**Document extract**
(begin)

In view of these conclusions, it is unnecessary to examine the question argued by counsel as to whether or not the case falls within the statute of 18 Eliz., c. 5 (made perpetual by 27 Eliz., c. 10, and amended as to punishment by 56 Geo. III, c. 138), by which it was enacted that if any person "by colour or pretence of process, or without process upon colour or pretence of any matter of offence against any penal law, make any composition, or take any money, reward, or promise of reward," without the order or consent of some court, "he shall stand two hours in the pillory, be forever disabled to sue on any popular or penal statute, and shall forfeit ten pounds."

The motion to quash the indictment because it describes the offence for which composition was made as a "supposed offence," was properly denied. "The bargain and acceptance of the reward makes the crime" (State v. Duhammel, 2 Harr. 532, 533); and in such a case, "the party may be convicted though no offence liable to a penalty has been committed by the person from whom the reward is taken." Reg. v. Best, 9 C. P. 368, — 38 Eng. C. L. 220; Rex v. Gotley, Russ. Ry. 84; People v. Buckland, 13 Wend. 592; 1 Russ. Cr. *133, 134; 3 Arch. Crim. Pr. Pl. 623-11.

(end)

**Exercise 1**
In the legal excerpt, which statute made 18 Eliz., c. 5 perpetual?

**Raw data**
(begin)

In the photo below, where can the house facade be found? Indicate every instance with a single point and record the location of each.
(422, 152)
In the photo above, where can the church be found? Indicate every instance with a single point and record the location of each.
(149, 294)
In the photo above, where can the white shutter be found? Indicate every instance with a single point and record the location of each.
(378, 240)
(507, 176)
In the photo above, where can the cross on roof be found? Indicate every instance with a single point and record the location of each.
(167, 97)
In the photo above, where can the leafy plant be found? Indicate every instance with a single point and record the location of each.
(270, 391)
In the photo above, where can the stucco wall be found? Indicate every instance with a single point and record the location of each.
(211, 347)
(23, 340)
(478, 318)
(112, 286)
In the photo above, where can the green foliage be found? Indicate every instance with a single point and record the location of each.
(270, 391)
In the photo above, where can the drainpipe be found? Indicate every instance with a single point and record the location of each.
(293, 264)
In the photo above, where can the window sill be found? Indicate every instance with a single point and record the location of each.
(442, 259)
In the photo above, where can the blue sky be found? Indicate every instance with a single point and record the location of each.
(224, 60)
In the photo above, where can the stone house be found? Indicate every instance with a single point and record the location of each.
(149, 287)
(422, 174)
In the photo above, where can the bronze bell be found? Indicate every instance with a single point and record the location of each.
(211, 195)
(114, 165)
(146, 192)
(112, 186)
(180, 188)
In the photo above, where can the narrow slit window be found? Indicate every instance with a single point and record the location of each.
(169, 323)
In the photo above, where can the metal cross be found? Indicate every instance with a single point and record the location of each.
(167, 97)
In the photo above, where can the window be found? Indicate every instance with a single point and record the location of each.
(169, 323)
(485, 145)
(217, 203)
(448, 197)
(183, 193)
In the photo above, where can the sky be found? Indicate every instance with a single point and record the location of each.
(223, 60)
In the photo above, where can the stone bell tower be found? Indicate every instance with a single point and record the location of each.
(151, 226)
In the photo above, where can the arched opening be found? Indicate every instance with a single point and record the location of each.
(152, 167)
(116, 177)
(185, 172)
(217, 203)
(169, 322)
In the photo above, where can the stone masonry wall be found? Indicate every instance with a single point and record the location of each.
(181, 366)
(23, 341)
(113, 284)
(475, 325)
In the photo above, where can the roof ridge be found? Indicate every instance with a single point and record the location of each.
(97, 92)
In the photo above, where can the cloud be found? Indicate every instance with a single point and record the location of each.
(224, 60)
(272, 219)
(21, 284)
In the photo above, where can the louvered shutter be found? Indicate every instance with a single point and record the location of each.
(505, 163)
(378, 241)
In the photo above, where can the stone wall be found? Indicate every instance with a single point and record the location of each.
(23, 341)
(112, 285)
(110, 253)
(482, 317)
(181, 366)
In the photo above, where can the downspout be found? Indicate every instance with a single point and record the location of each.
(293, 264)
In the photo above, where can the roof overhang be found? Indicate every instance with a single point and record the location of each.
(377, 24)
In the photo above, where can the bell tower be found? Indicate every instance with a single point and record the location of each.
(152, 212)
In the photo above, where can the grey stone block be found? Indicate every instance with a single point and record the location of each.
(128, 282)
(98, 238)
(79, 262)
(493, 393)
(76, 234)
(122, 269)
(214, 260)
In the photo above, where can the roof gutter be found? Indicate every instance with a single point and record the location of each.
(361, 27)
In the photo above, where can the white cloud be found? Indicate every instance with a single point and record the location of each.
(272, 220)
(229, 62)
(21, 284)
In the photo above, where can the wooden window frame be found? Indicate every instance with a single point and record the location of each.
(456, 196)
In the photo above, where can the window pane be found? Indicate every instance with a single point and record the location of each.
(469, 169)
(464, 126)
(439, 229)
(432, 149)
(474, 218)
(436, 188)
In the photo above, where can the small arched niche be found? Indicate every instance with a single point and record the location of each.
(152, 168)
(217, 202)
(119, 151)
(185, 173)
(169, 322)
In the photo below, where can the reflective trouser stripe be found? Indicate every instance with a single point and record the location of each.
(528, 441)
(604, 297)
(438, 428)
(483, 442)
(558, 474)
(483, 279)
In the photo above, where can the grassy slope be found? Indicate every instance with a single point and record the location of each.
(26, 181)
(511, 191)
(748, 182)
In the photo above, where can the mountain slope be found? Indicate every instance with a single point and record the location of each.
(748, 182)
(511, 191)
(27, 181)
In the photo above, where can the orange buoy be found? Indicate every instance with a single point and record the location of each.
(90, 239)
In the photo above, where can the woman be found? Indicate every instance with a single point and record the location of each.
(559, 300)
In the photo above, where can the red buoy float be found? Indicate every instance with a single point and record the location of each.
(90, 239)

(end)

**Exercise 2**
Find every line of the records that contains the string "house", treating uppercase and lowercase as different, and copy each one.

**Solution 1**
27 Eliz., c. 10

**Solution 2**
In the photo below, where can the house facade be found? Indicate every instance with a single point and record the location of each.
In the photo above, where can the stone house be found? Indicate every instance with a single point and record the location of each.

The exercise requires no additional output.